TEXTE FOURNI:
..........
J’ai eu par la suite l’opportunité de suivre les cours de préparation à l’enseignement militaire supérieur scientifique et technique (E.M.S.S.T). Ayant été retenu pour suivre cet enseignement j’ai alors entamé en 1961, une formation d’ingénieur dans différents établissements, l’Ecole nationale supérieure de l’Armement (ENSAR), le cours Supérieur Engins missiles (COSEM) dont partie de la scolarité se déroulait à l’Ecole nationale supérieure de l’Aéronautique (ENSAE) , j’ai terminé cette formation en présentant une maîtrise en sciences aéronautiques.

Ayant obtenu le Brevet technique de l’EMSST j’ai été affecté en 1964 au Centre interarmées d’essais d’engins spéciaux ( C.I.E.E.S) de Colomb Béchar.

Dans ce centre, je fus affecté à la Sous Direction des Essais et plus particulièrement au bureau des essais dont les membres avaient pour mission de sélectionner et de coordonner les différents moyens de mesures qui étaient nécessaires à l’exécution des tirs de missiles des différents constructeurs.
..........
DONNÉES ENREGISTRÉES:
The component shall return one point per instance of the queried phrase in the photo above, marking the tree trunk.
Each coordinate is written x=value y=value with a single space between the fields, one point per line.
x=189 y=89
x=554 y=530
..........
VOTRE OBJECTIF: Transcrivez, s'il vous plaît, le passage du texte fourni qui va de « Ayant obtenu le » jusqu'à « des différents constructeurs. » inclus, sans y changer un mot.

RÉPONSE À LA TÂCHE:
Ayant obtenu le Brevet technique de l’EMSST j’ai été affecté en 1964 au Centre interarmées d’essais d’engins spéciaux ( C.I.E.E.S) de Colomb Béchar.

Dans ce centre, je fus affecté à la Sous Direction des Essais et plus particulièrement au bureau des essais dont les membres avaient pour mission de sélectionner et de coordonner les différents moyens de mesures qui étaient nécessaires à l’exécution des tirs de missiles des différents constructeurs.